Raw records:

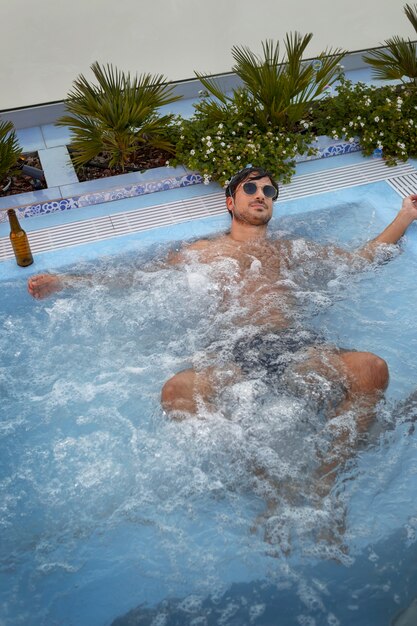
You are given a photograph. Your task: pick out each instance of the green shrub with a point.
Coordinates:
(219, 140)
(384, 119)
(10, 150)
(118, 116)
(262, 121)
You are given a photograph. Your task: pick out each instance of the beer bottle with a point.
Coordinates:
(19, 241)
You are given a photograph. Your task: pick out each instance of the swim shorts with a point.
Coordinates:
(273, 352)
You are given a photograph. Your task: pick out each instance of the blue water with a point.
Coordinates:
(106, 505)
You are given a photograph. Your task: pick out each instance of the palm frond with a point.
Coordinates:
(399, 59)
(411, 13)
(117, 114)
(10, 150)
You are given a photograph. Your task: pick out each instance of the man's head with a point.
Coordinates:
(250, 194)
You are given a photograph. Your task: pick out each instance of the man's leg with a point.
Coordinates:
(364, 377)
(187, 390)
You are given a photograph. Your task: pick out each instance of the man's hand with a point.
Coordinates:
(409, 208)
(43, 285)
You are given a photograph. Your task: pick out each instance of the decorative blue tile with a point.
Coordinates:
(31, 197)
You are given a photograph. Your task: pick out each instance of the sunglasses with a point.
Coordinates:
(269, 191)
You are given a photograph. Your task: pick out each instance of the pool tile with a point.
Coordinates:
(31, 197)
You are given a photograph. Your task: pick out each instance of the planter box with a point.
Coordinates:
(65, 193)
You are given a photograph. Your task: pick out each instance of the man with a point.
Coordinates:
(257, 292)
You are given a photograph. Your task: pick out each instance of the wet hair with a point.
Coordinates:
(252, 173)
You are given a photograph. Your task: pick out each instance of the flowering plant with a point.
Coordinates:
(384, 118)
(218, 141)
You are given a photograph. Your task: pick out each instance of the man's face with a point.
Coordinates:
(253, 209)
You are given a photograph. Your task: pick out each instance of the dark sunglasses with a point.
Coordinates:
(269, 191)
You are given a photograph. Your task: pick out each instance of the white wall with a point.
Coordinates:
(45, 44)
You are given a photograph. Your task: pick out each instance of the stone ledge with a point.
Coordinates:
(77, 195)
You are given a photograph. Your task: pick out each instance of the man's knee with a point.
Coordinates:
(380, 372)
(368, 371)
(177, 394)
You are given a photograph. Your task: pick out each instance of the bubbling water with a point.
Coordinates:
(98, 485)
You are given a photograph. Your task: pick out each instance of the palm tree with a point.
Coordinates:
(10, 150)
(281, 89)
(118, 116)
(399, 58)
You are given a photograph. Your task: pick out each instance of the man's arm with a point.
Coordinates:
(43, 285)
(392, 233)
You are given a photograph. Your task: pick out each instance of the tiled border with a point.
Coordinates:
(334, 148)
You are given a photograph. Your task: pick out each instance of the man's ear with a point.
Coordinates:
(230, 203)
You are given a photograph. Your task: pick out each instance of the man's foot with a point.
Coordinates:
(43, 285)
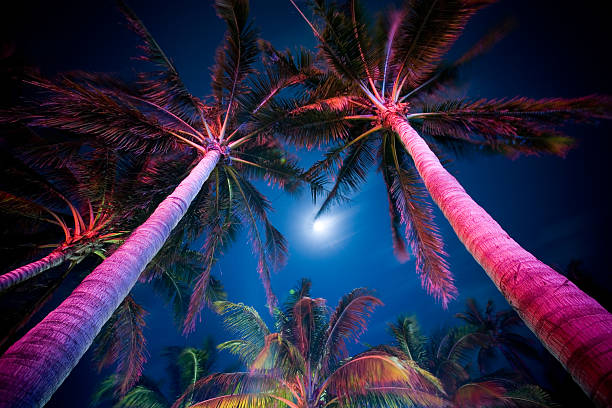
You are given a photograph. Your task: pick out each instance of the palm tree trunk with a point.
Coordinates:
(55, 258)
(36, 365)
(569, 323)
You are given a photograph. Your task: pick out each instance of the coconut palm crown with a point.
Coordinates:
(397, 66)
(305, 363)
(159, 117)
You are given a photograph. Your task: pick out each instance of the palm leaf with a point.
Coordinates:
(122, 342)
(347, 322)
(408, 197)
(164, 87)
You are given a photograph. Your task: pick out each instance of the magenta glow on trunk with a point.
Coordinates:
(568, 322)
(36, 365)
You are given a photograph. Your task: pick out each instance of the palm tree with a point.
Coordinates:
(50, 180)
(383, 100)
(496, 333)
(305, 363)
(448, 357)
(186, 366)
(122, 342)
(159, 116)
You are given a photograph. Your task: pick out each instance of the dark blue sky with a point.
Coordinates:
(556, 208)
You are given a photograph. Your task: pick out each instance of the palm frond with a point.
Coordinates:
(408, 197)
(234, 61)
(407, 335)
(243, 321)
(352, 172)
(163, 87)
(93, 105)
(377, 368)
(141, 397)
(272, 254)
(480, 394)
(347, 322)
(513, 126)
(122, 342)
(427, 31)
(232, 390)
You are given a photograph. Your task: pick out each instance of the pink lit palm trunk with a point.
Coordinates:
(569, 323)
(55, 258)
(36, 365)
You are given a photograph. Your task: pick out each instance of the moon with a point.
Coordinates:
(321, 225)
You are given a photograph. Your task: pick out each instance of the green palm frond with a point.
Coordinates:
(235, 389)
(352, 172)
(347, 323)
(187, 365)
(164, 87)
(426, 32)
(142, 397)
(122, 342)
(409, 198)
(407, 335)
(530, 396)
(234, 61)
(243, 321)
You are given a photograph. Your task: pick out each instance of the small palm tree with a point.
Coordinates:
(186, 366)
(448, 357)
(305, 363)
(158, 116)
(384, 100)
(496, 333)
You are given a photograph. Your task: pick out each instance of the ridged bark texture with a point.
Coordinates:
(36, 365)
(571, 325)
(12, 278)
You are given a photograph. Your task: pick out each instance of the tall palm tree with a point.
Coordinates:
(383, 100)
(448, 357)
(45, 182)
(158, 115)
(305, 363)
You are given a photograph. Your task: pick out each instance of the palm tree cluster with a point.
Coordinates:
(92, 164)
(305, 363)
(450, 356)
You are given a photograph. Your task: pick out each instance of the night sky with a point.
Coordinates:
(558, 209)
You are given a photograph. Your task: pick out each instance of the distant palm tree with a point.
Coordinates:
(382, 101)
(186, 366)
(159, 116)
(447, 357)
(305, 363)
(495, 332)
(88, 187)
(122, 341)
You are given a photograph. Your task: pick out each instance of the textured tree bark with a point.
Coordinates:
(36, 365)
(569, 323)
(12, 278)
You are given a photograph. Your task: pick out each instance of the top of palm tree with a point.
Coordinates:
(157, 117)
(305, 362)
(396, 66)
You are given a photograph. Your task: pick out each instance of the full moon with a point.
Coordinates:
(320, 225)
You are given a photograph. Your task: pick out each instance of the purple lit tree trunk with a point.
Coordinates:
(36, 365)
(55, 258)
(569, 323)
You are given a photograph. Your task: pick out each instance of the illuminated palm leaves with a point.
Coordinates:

Exercise description: Without the pictures, reproduce every line of the records above exactly.

Written reply:
You are given a photograph. Your task: pick out each instance of the green shrub with a point.
Coordinates:
(219, 140)
(384, 119)
(10, 150)
(118, 116)
(262, 121)
You are given a photograph. Your task: pick out each instance of the beer bottle with a point.
Coordinates:
(19, 241)
You are given a photograph. Your task: pick out each instance of the swim shorts with a point.
Coordinates:
(273, 352)
You are given a photograph. Your task: pick out each instance of the blue water with a point.
Coordinates:
(106, 505)
You are given a photograph. Your task: pick out each instance of the palm frond with a point.
Coordinates:
(399, 59)
(411, 13)
(117, 114)
(10, 150)
You are given a photograph. Your task: pick out each instance of the man's head with a point.
Coordinates:
(250, 194)
You are given a photograph. Your task: pick out each instance of the man's leg with a point.
Coordinates:
(364, 377)
(187, 390)
You are given a photograph. Your task: pick out each instance of the man's hand with a point.
Coordinates:
(409, 208)
(43, 285)
You are given a photograph. Your task: pick out each instance of the decorative blue tile with a point.
Coordinates:
(31, 197)
You are given a photograph. Your task: pick out each instance of the sunglasses with a point.
Coordinates:
(269, 191)
You are given a photograph. Your task: pick out each instance of the pool tile with a point.
Coordinates:
(31, 197)
You are given a photograph. Your task: pick out each instance of the planter box with a point.
Coordinates:
(65, 193)
You are given a photograph. Your task: pick out each instance of the man with a point.
Coordinates:
(257, 292)
You are given a photograph. Your task: pick out each instance of the wet hair with a point.
Coordinates:
(252, 173)
You are given a photograph. Your task: pick out each instance of the flowering plant with a point.
Coordinates:
(384, 118)
(218, 141)
You are given a photograph. Your task: pick out each instance of the man's face with a point.
Coordinates:
(253, 209)
You are given a photograph. Your task: pick out each instance of the dark sunglasses with a point.
Coordinates:
(269, 191)
You are given a photograph. Your task: pick out each instance of the white wall with a point.
Coordinates:
(45, 44)
You are given a photograph. Your task: pick out each instance of the stone ledge with a point.
Coordinates:
(77, 195)
You are given a photograph. Your task: pick out each instance of the man's knee with a point.
Coordinates:
(380, 372)
(368, 371)
(177, 394)
You are given a photograph. Your task: pick out each instance of the bubbling water with a point.
Coordinates:
(98, 485)
You are given a photograph. Your task: pick out each instance of the palm tree with a point.
Coordinates:
(10, 150)
(281, 89)
(118, 116)
(399, 58)
You are given a photograph. Your task: pick out each instance of the man's arm with a point.
Coordinates:
(43, 285)
(392, 233)
You are given a photograph. Your task: pick out each instance of the tiled border with a point.
Coordinates:
(334, 148)
You are given a photograph. Your task: pick out each instance of the man's ear with a point.
Coordinates:
(230, 203)
You are given a photograph. Your task: pick out each instance of the man's foot with a point.
Coordinates:
(43, 285)
You are given a photograph. Your task: pick out each instance of the palm tree trunk with a point.
Coordinates:
(55, 258)
(36, 365)
(569, 323)
You are given a photograph. Your task: pick out each instance of the coconut palm crown with a point.
Coordinates:
(397, 66)
(305, 363)
(159, 117)
You are given a photograph. Your task: pick out each instance of the palm leaf with a point.
Coordinates:
(122, 342)
(347, 322)
(408, 197)
(164, 87)
You are given a photograph. Your task: pick out each instance of the magenta glow on trunk with a point.
Coordinates:
(568, 322)
(36, 365)
You are given a photograph. Your task: pick out each instance of the palm tree with a point.
Coordinates:
(50, 180)
(383, 100)
(496, 333)
(305, 363)
(448, 357)
(186, 366)
(122, 342)
(159, 116)
You are given a photograph. Your task: pick out each instance of the dark blue sky with a point.
Coordinates:
(556, 208)
You are given a photograph. Your task: pick out each instance of the palm frond with a point.
Coordinates:
(408, 197)
(234, 61)
(407, 335)
(243, 321)
(352, 172)
(163, 87)
(93, 105)
(377, 368)
(141, 397)
(272, 254)
(480, 394)
(347, 322)
(513, 126)
(122, 342)
(427, 31)
(232, 390)
You are given a photograph. Your task: pick out each instance of the pink lit palm trunk with a point.
Coordinates:
(569, 323)
(55, 258)
(36, 365)
You are given a photograph. Your task: pick out each instance of the moon with a point.
Coordinates:
(321, 225)
You are given a photograph. Your task: pick out each instance of the green palm frond with a point.
Coordinates:
(235, 389)
(352, 172)
(347, 323)
(187, 365)
(164, 87)
(426, 32)
(142, 397)
(122, 342)
(409, 198)
(407, 335)
(530, 396)
(234, 61)
(243, 321)
You are given a photograph. Your task: pick out each instance of the small palm tree with a point.
Coordinates:
(186, 366)
(448, 357)
(305, 363)
(158, 116)
(384, 100)
(496, 333)
You are given a photograph. Your task: pick out each instance of the ridged bark texture with a point.
Coordinates:
(36, 365)
(571, 325)
(12, 278)
You are given a photograph. Your task: pick out each instance of the tall palm tree with a point.
Coordinates:
(383, 100)
(448, 357)
(45, 182)
(158, 115)
(305, 363)
You are given a photograph. Your task: pick out each instance of the palm tree cluster with a point.
Coordinates:
(92, 164)
(305, 363)
(450, 356)
You are given a photograph. Your task: pick out each instance of the night sky with a point.
Coordinates:
(558, 209)
You are given a photograph. Your task: pick out each instance of the distant palm tree with a point.
Coordinates:
(382, 101)
(186, 366)
(159, 116)
(447, 357)
(305, 363)
(495, 332)
(88, 187)
(122, 341)
You are given a photograph. Your task: pick out each instance of the textured tree bark with a point.
Coordinates:
(36, 365)
(569, 323)
(12, 278)
You are given a photograph. Your task: pick out each instance of the top of palm tree with a point.
Coordinates:
(157, 117)
(305, 362)
(396, 66)
You are given a photograph. Your task: pick out each instance of the full moon with a point.
Coordinates:
(320, 225)
You are given a photograph. Your task: pick out each instance of the purple lit tree trunk with a point.
Coordinates:
(36, 365)
(55, 258)
(569, 323)
You are given a photograph. Your task: pick out each instance of the illuminated palm leaves with a point.
Coordinates:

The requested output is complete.